◆ **WORK TO COMPLETE**: Rewrite the part of the entries that opens with the line containing "Please indicate the leg" and closes at the end of the entries as a numbered list, one line per item, with blank lines skipped. Leave out the pictures.

====== MATERIAL FOR THE TASK ======

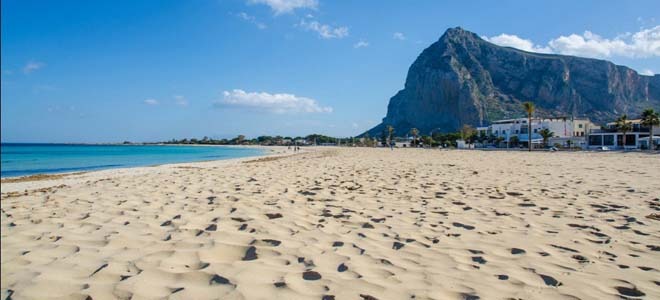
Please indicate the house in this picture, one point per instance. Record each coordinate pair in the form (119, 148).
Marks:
(610, 137)
(566, 131)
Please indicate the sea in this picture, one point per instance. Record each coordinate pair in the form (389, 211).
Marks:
(30, 159)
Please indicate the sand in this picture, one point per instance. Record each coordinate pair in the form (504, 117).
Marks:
(344, 224)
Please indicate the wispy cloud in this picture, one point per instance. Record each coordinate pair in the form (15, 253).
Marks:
(180, 100)
(286, 6)
(398, 36)
(324, 31)
(361, 44)
(267, 102)
(251, 19)
(642, 44)
(32, 66)
(648, 72)
(151, 101)
(512, 40)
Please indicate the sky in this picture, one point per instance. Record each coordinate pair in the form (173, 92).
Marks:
(111, 71)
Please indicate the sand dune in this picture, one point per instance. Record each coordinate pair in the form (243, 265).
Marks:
(342, 224)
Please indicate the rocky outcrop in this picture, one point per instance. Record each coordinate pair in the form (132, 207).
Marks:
(463, 79)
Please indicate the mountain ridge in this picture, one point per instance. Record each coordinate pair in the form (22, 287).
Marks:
(463, 79)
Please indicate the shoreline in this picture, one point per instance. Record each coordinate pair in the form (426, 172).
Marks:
(43, 176)
(40, 181)
(341, 222)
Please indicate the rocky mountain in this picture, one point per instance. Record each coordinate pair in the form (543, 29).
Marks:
(463, 79)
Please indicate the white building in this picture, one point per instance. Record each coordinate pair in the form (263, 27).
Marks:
(610, 137)
(566, 131)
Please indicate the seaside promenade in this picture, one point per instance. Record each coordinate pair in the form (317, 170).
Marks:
(342, 223)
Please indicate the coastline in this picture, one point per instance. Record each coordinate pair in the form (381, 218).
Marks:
(342, 222)
(40, 181)
(45, 175)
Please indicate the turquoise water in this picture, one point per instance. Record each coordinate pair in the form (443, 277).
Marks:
(28, 159)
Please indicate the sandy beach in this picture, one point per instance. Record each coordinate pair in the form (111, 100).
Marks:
(342, 223)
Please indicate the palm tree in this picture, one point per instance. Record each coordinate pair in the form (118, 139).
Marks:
(650, 118)
(546, 134)
(529, 109)
(624, 126)
(390, 131)
(414, 132)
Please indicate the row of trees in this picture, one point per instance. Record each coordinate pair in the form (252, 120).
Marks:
(649, 119)
(467, 133)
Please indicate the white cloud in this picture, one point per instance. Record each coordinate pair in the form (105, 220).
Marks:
(642, 44)
(180, 100)
(324, 31)
(151, 101)
(360, 44)
(398, 36)
(286, 6)
(251, 19)
(648, 72)
(274, 103)
(32, 66)
(514, 41)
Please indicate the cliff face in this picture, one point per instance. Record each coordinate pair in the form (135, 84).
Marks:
(462, 79)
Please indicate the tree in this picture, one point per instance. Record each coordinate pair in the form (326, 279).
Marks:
(514, 141)
(624, 126)
(499, 141)
(650, 118)
(414, 132)
(428, 140)
(239, 139)
(546, 134)
(390, 131)
(467, 132)
(529, 109)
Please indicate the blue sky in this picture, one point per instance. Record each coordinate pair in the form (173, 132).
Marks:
(109, 71)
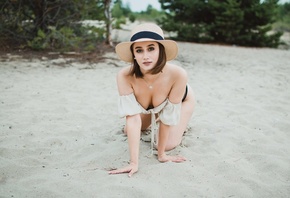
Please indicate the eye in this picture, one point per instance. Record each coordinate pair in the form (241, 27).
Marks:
(139, 50)
(151, 49)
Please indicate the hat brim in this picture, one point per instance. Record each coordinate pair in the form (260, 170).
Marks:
(125, 54)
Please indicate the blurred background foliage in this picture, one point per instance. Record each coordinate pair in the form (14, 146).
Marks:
(60, 25)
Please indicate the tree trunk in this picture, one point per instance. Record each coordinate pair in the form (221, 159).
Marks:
(107, 5)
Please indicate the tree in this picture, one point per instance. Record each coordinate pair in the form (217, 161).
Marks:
(50, 24)
(240, 22)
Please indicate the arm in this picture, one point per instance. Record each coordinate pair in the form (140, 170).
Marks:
(133, 127)
(175, 96)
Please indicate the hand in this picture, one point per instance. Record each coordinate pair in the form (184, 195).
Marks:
(167, 158)
(131, 169)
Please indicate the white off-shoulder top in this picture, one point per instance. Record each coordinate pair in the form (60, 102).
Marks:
(169, 113)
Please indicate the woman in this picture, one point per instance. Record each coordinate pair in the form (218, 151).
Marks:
(152, 90)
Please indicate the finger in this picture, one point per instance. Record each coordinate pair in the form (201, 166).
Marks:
(118, 171)
(179, 159)
(131, 173)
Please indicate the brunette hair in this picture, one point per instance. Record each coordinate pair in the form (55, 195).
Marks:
(155, 70)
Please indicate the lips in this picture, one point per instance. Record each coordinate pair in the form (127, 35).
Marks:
(147, 63)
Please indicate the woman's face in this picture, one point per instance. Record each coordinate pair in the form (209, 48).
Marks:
(146, 54)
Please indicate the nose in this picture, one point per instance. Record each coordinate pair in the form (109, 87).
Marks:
(145, 55)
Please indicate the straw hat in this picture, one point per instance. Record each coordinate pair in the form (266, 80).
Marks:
(146, 32)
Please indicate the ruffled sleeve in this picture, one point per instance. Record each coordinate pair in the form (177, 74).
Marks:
(170, 114)
(128, 105)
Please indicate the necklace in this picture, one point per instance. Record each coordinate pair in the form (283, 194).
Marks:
(150, 86)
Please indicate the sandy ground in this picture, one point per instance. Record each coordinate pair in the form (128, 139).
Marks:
(60, 131)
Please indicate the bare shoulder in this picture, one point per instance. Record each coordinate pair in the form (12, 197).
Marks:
(176, 71)
(124, 81)
(123, 73)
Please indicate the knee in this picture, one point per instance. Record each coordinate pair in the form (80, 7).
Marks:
(172, 145)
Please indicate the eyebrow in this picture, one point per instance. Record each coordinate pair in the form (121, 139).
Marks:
(150, 45)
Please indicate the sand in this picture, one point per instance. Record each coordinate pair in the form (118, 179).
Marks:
(60, 131)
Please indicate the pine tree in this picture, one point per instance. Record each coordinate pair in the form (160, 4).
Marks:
(240, 22)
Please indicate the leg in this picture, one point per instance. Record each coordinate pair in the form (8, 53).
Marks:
(176, 132)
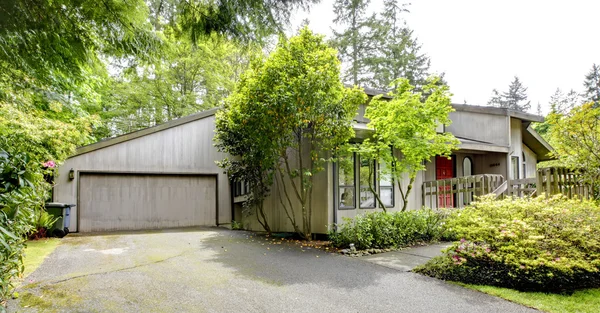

======

◆ **ANSWER TO THIS PROBLEM**:
1. Please indicate the leg in this picture, one point per instance. Record each coordinate pair in the form (8, 53).
2. Marks:
3. (176, 132)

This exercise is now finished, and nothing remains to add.